• [TEXT PROVIDED]
--- Begin ---
Yes - MF through 7/31 for the X5 3.0 is now .00200 less .0004 Owner Loyalty (if you qualify) for a base rate of .00160. MF for the 4.8 is even lower.


----------



## ckm1515 (Feb 10, 2006)

caveatesq said:


> Yes - MF through 7/31 for the X5 3.0 is now .00200 less .0004 Owner Loyalty (if you qualify) for a base rate of .00160. MF for the 4.8 is even lower.


That is awesome! The timing of this lease couldn't have been better


----------



## ckm1515 (Feb 10, 2006)

caveatesq said:


> Yes - MF through 7/31 for the X5 3.0 is now .00200 less .0004 Owner Loyalty (if you qualify) for a base rate of .00160. MF for the 4.8 is even lower.


Dealer called me a short time ago and confirmed .00160 MF and car has arrived. Set to pick up on Monday. This is by far the best time to lease a BMW, including an X5. The rate has dropped from .00240 to .00200 to .00160 in the course of 5 weeks! This obv includes OLP discount. This equates to a drop in payment of close to $50 per month...outstanding timing!


----------



## BMWFanboy (Apr 27, 2008)
--- End ---
• [OBJECTIVE A] Turn the forum thread's paragraph starting "Dealer called me a short time ago" into a short bulleted list that keeps its main facts.
The forum thread and the listing that follows it have nothing to do with each other.

• [DATA ROWS]
--- Begin ---
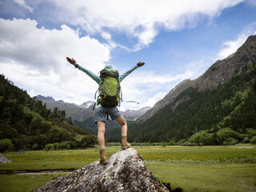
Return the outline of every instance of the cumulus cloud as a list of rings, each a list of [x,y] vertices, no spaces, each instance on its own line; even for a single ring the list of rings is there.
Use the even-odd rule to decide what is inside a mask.
[[[27,10],[28,11],[30,11],[30,13],[33,13],[34,9],[30,6],[29,6],[24,0],[14,0],[14,2],[18,3],[18,5],[20,5],[21,6],[22,6],[23,8],[25,8],[26,10]],[[0,2],[1,3],[1,2]]]
[[[97,74],[110,59],[108,46],[89,36],[79,37],[78,30],[66,25],[50,30],[38,29],[34,20],[2,18],[0,25],[2,74],[35,95],[81,103],[93,98],[97,83],[66,57]]]
[[[246,40],[247,35],[242,34],[234,41],[227,41],[222,44],[223,48],[218,52],[219,59],[225,58],[234,54]]]
[[[159,29],[178,30],[194,26],[198,15],[216,17],[225,8],[242,1],[49,0],[49,2],[60,10],[54,13],[58,20],[81,26],[90,33],[114,31],[133,36],[138,43],[130,50],[138,50],[151,43]]]
[[[256,34],[256,22],[245,27],[244,30],[234,40],[222,43],[222,48],[217,54],[217,59],[222,59],[234,54],[245,42],[248,36]]]

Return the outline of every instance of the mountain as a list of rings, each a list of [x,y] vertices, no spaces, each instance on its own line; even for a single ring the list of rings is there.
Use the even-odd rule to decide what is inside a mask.
[[[77,120],[81,118],[88,118],[93,117],[93,114],[90,113],[90,111],[94,102],[84,102],[78,106],[74,103],[64,102],[62,100],[55,101],[52,97],[45,97],[40,94],[36,96],[36,98],[42,101],[43,103],[46,103],[48,109],[58,107],[60,110],[65,110],[66,116],[70,117],[73,120]]]
[[[195,80],[186,79],[171,90],[162,100],[138,118],[143,122],[158,113],[159,110],[174,101],[182,91],[189,87],[197,87],[198,91],[212,90],[219,85],[229,81],[237,74],[245,65],[255,62],[256,36],[250,36],[246,42],[237,50],[223,60],[218,60],[202,76]],[[182,101],[176,102],[177,107]]]
[[[130,127],[130,141],[246,142],[256,136],[256,35],[185,80]],[[113,136],[114,137],[114,136]],[[255,138],[256,139],[256,138]]]
[[[90,120],[94,118],[93,106],[94,102],[88,101],[85,102],[82,105],[77,105],[74,103],[64,102],[62,100],[55,101],[52,97],[45,97],[42,95],[36,96],[38,100],[42,101],[43,103],[46,103],[48,109],[58,109],[66,111],[66,116],[70,117],[73,120],[83,122]],[[140,116],[145,114],[150,107],[144,107],[138,110],[127,110],[126,111],[120,111],[122,115],[126,119],[126,121],[136,121]]]
[[[50,97],[45,99],[53,102]],[[0,152],[70,149],[97,142],[94,135],[73,126],[65,110],[48,110],[4,75],[0,75]]]

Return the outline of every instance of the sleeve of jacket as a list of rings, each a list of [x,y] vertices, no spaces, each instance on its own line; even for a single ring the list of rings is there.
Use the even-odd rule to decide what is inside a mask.
[[[130,70],[127,70],[126,72],[123,73],[119,76],[119,82],[121,82],[125,78],[127,77],[128,74],[130,74],[131,72],[133,72],[134,70],[138,68],[138,66],[134,66]]]
[[[85,72],[86,74],[89,75],[89,77],[90,77],[92,79],[94,79],[98,84],[100,83],[101,79],[100,79],[99,76],[96,75],[95,74],[94,74],[90,70],[83,68],[82,66],[79,66],[78,64],[75,64],[75,67],[78,68],[78,70],[81,70],[82,71]]]

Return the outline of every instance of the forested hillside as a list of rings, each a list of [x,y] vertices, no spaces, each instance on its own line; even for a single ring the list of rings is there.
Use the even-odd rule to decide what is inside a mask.
[[[190,82],[152,117],[130,126],[129,138],[200,145],[255,142],[256,36]]]
[[[73,126],[65,110],[41,101],[0,75],[0,150],[52,150],[94,146],[94,135]]]

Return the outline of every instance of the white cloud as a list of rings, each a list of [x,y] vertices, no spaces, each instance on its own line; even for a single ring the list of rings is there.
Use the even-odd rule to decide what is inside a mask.
[[[246,42],[250,35],[256,34],[256,22],[246,26],[243,31],[233,41],[226,41],[222,43],[222,47],[217,54],[217,59],[222,59],[235,53],[237,50]]]
[[[148,98],[147,102],[146,102],[146,106],[154,106],[154,105],[158,102],[159,100],[162,99],[167,94],[167,92],[162,92],[156,94],[152,98]]]
[[[98,89],[86,74],[69,64],[73,57],[97,74],[110,59],[108,46],[88,36],[62,29],[37,28],[30,19],[0,18],[0,73],[29,93],[82,103]],[[34,96],[34,95],[32,95]]]
[[[26,10],[29,10],[30,13],[33,13],[34,9],[25,2],[24,0],[14,0],[14,2],[18,3],[21,6],[23,6]]]
[[[245,42],[247,38],[247,35],[242,34],[234,41],[225,42],[222,44],[223,48],[218,54],[218,58],[223,59],[236,52],[236,50]]]
[[[90,33],[123,33],[138,38],[134,50],[154,41],[158,30],[193,27],[200,17],[218,16],[222,10],[243,0],[49,0],[58,9],[58,20],[78,25]],[[126,49],[132,50],[132,49]]]

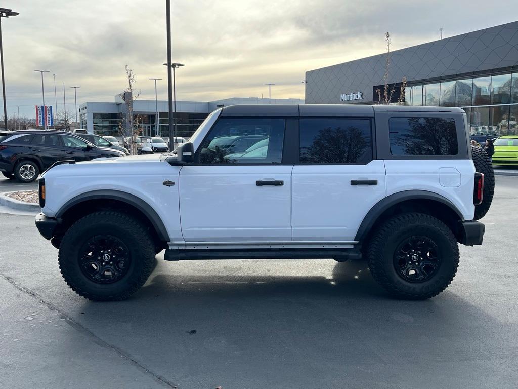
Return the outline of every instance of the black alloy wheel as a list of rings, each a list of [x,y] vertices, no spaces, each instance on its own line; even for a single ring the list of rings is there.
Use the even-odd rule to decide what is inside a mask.
[[[398,274],[409,282],[424,282],[431,279],[441,265],[437,244],[426,237],[404,239],[396,248],[394,266]]]
[[[124,243],[111,235],[92,237],[80,250],[79,266],[90,280],[98,284],[119,281],[131,266],[131,254]]]

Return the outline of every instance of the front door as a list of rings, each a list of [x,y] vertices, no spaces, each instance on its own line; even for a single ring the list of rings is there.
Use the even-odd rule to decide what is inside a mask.
[[[373,160],[369,118],[301,118],[292,175],[293,240],[351,241],[385,197],[385,166]]]
[[[80,161],[90,161],[98,156],[95,149],[89,148],[88,144],[78,136],[61,135],[67,158]]]
[[[186,242],[292,239],[293,165],[281,164],[284,119],[220,118],[180,171]]]

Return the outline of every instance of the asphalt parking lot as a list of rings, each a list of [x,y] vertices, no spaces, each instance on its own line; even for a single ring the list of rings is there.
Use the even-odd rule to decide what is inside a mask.
[[[515,388],[517,189],[497,176],[484,244],[420,302],[387,297],[362,262],[161,254],[131,299],[92,302],[32,217],[1,214],[0,387]]]

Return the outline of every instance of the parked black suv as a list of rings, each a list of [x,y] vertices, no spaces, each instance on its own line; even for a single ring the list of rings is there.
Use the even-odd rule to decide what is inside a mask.
[[[98,147],[74,134],[38,130],[0,132],[0,172],[8,178],[30,183],[57,161],[89,161],[124,153]]]
[[[98,135],[94,135],[94,134],[77,134],[77,135],[87,142],[95,145],[98,147],[106,147],[106,148],[118,150],[120,151],[122,151],[126,155],[130,155],[130,152],[125,147],[114,145],[108,140],[105,139]]]

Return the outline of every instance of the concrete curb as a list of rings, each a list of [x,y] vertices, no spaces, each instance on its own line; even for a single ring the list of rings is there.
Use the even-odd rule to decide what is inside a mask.
[[[39,204],[33,204],[32,203],[26,203],[24,201],[20,201],[12,197],[7,196],[9,193],[19,192],[19,190],[15,190],[12,192],[4,192],[0,193],[0,205],[8,206],[15,210],[19,211],[27,211],[30,212],[38,213],[41,211],[41,209]]]
[[[518,177],[518,171],[516,172],[501,172],[494,169],[493,171],[495,172],[495,175],[497,176],[514,176]]]

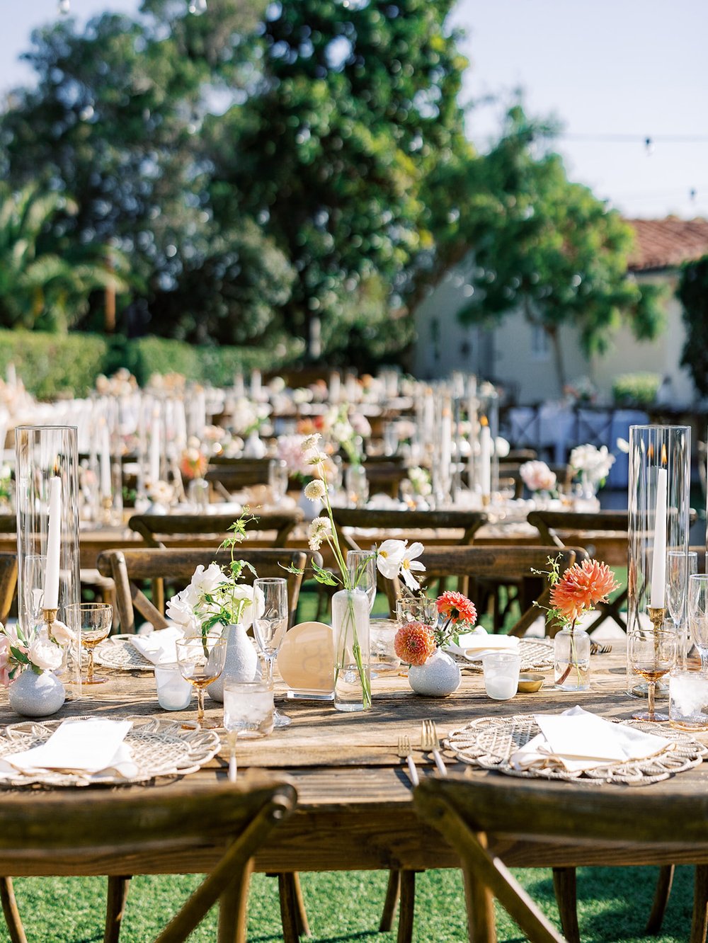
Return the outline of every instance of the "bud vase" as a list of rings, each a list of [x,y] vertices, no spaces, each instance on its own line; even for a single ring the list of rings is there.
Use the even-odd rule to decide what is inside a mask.
[[[341,711],[371,706],[369,649],[369,597],[362,589],[339,589],[332,597],[335,635],[335,707]]]
[[[590,689],[590,637],[565,626],[553,639],[555,687],[564,691]]]
[[[223,685],[226,681],[256,681],[261,676],[260,659],[255,647],[240,622],[225,626],[222,637],[226,639],[226,654],[222,673],[206,688],[212,701],[223,703]]]
[[[26,669],[8,688],[10,708],[23,717],[49,717],[66,700],[64,686],[53,671]]]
--- End ---
• [OBJECTIVE B] Report every line of the listing that contains the string "wheel".

• [WORKED SOLUTION A]
- The dealer confirmed a money factor of .00160, and the car has arrived.
- Pickup is set for Monday.
- This is by far the best time to lease a BMW, X5 included.
- The rate dropped from .00240 to .00200 to .00160 over 5 weeks, including the OLP discount.
- That means a payment drop of close to $50 per month.

• [WORKED SOLUTION B]
Return the outline of every instance of the black alloy wheel as a list of rings, each a list of [x,y] vertices, no spaces, each instance on its own line; even for a single ring the list of rings is there.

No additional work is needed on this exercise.